## Image-grounded pointing data
========================================

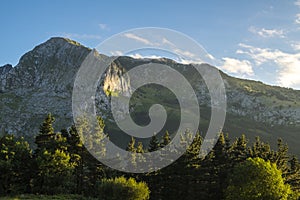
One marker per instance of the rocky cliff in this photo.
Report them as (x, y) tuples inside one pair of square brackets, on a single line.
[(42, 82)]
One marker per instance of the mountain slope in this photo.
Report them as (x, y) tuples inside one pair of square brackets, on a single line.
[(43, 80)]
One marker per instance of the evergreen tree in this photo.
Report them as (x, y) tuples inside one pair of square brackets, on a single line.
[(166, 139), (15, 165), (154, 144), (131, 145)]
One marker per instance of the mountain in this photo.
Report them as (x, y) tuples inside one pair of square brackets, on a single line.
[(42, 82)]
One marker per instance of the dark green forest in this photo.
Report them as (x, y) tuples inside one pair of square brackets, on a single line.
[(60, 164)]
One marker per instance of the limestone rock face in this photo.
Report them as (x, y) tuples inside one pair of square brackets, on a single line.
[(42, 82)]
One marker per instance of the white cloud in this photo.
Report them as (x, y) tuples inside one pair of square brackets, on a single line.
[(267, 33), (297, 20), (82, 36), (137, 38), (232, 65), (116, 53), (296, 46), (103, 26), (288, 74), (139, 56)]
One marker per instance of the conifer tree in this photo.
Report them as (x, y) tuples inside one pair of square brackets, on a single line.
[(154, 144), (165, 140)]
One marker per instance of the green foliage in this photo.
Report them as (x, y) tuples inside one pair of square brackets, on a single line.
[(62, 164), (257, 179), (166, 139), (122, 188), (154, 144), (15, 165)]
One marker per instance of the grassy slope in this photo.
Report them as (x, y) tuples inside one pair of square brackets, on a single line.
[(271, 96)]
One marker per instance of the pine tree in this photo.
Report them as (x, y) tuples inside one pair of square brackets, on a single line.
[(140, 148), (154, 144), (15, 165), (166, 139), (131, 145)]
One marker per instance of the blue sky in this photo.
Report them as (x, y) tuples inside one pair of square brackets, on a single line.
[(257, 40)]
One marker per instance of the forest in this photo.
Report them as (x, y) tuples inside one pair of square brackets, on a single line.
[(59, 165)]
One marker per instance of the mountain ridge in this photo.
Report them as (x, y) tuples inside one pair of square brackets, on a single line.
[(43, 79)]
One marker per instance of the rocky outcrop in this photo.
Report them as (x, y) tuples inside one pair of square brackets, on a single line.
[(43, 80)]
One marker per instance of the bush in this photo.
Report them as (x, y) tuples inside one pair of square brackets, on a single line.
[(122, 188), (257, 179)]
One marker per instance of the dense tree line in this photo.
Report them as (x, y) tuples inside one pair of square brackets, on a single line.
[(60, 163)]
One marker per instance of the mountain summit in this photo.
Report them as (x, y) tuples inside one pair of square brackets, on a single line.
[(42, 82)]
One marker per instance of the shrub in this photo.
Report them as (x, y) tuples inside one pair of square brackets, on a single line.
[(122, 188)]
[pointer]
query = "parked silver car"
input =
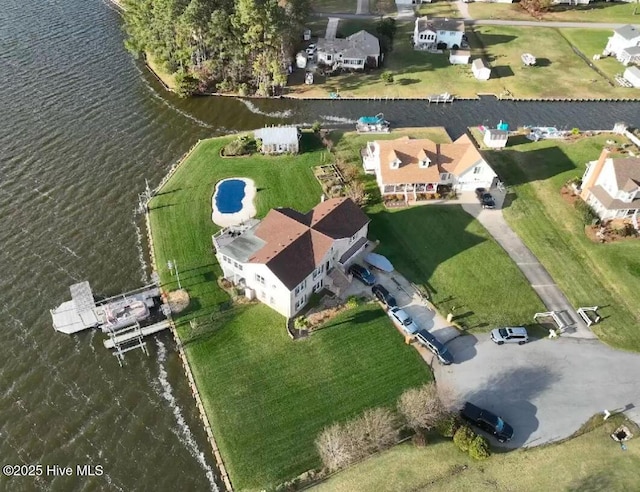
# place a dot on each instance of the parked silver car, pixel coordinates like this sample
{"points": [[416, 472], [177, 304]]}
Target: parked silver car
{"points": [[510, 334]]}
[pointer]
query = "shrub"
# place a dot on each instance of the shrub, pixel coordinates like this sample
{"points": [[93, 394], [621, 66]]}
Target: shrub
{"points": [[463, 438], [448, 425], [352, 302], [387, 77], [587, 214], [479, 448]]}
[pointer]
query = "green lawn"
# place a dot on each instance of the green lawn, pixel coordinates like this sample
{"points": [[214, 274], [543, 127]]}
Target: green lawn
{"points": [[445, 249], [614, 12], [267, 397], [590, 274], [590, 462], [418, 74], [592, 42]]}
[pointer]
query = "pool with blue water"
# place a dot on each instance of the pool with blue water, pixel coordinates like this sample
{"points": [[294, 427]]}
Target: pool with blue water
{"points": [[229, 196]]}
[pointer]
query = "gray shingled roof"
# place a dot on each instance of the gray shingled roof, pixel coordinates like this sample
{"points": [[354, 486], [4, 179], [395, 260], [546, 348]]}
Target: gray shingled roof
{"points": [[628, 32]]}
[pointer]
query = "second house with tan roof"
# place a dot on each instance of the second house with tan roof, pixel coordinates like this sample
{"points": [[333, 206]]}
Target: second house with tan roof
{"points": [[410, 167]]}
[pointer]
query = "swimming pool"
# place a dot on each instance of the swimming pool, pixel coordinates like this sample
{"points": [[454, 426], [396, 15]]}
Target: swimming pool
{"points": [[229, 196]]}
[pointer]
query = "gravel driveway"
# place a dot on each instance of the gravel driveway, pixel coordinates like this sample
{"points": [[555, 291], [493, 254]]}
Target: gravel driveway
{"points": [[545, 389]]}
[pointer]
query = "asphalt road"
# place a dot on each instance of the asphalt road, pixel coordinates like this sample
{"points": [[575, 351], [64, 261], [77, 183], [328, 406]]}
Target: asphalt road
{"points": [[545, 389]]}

========================================

## The problem
Copy each line above exactly, with no images.

## Expected answer
One marker per instance of the rocky cliff in this photo.
Report them as (x, y) tuples inside one pair of square brackets, on a single line.
[(42, 82)]
One marker per instance of the mountain slope in this photo.
Report them as (x, y) tuples inside one pair of square brackets, on a single line.
[(43, 80)]
One marker per instance of the evergreen tree in this photo.
Report them as (x, y) tuples inside one pair of square brackets, on a single line.
[(166, 139), (15, 165), (154, 144), (131, 145)]
One marker per instance of the mountain in this photo.
Report them as (x, y) tuples inside one pair of square brackets, on a single line.
[(42, 82)]
One marker per instance of the dark green forest in this photo.
Report them as (x, y) tuples inside one pair of square brackets, on a single line.
[(60, 164)]
One marker per instance of the limestone rock face in this photo.
Report them as (x, y) tuples inside one pair of square brackets, on a single line.
[(42, 82)]
One marker per instance of the white cloud in this photo.
Report them as (x, y) tuples inside one pair of square brackets, on a single line.
[(267, 33), (297, 20), (82, 36), (137, 38), (232, 65), (116, 53), (296, 46), (103, 26), (288, 74), (139, 56)]
One marker per instance of the conifer tree in this photo.
Report them as (x, y) tuples inside one pair of square brackets, on a single line.
[(154, 144), (165, 140)]
One marker per instance of the green foliage in this photo.
Report them as (x, y) tuples inside one pair of square brackets, on a single line.
[(62, 164), (257, 179), (166, 139), (122, 188), (154, 144), (15, 165)]
One marker per instance of the grassy slope in this photo.
Report them as (x, y) tuples inside one pair of square brackets, on a single line.
[(271, 96)]
One marker per instance of the pine tree in this photo.
Report them as (x, y) tuples inside one pair of square brackets, on a single line.
[(140, 148), (154, 144), (15, 165), (166, 139), (131, 145)]
One marker per instance of the blue sky in this photo.
Report them as (x, y) tuples inside one pair of square brackets, on a single line.
[(257, 40)]
One marker per instance of the forest in this photo.
Report them as (x, y) tuples inside one pair of square brackets, on a single line.
[(59, 165)]
One marker per instance of the mountain ridge in this photo.
Report them as (x, y) tuples inside one pair of square brackets, on a single line.
[(43, 79)]
One marker per instance of the rocky outcrop in this photo.
Report them as (x, y) tuples inside one pair of square brackets, on a single line.
[(43, 80)]
One marker per instance of the bush in this photo.
Report them as (x, y) tuples inside one pair of square brackets, on a single line.
[(122, 188), (257, 179)]
One marker per instance of the dense tree line in this photo.
Report them as (x, y) tuples inside one pair of square brackets, on a single line.
[(60, 163)]
One marker per instance of the mountain summit in this photo.
Report them as (x, y) tuples inside one pair of square brackets, on a single line.
[(42, 82)]
One marker per instance of the shrub in this photo.
Report them as (x, y) tuples inside one pair of square brackets, on a single line.
[(122, 188)]
[pointer]
query = "parked silver car"
input =
# place a dot on each instance of the parked silver car, pixel coordinates like this sample
{"points": [[416, 472], [177, 304]]}
Target: parked silver car
{"points": [[510, 334]]}
[pointer]
query = "shrub"
# place a dot on each instance of the shrub, pixel coordinates like this sample
{"points": [[93, 394], [621, 66]]}
Target: shrub
{"points": [[463, 438], [448, 425], [352, 302], [387, 77], [587, 214], [479, 448]]}
[pointer]
query = "green lawn"
# place a dot on each instance of the green lawn, pixel coordinates like this sample
{"points": [[214, 274], [543, 127]]}
Target: green lawn
{"points": [[445, 249], [614, 12], [267, 397], [590, 274], [590, 462], [418, 74], [592, 42]]}
[pointer]
query = "pool with blue water"
# place a dot on each instance of the pool with blue water, pixel coordinates like this sample
{"points": [[294, 427]]}
Target: pool with blue water
{"points": [[229, 196]]}
[pointer]
query = "gray shingled roof"
# place a dot on each instance of the gray shingled roof, pixel coordinates like this sample
{"points": [[354, 486], [4, 179], [395, 260], [546, 348]]}
Target: gray shingled roof
{"points": [[628, 32]]}
[pointer]
query = "second house with tan roof"
# place a dot on each instance of the second house with tan roof, pixel coordinates like this sample
{"points": [[333, 206]]}
Target: second house with tan roof
{"points": [[410, 167]]}
[pointer]
query = "swimming pool"
# place a dot on each instance of the swimming pool, pixel coordinates like this sample
{"points": [[454, 426], [396, 15]]}
Target: swimming pool
{"points": [[229, 196]]}
[pointer]
query = "gravel driveway"
# place a dot on each instance of the gravel driveway, pixel coordinates like this sample
{"points": [[555, 291], [493, 254]]}
Target: gravel driveway
{"points": [[545, 389]]}
[pointer]
query = "asphalt road"
# place a dot on each instance of the asphalt road, pixel coordinates like this sample
{"points": [[575, 351], [64, 261], [77, 183], [328, 406]]}
Target: asphalt road
{"points": [[545, 389]]}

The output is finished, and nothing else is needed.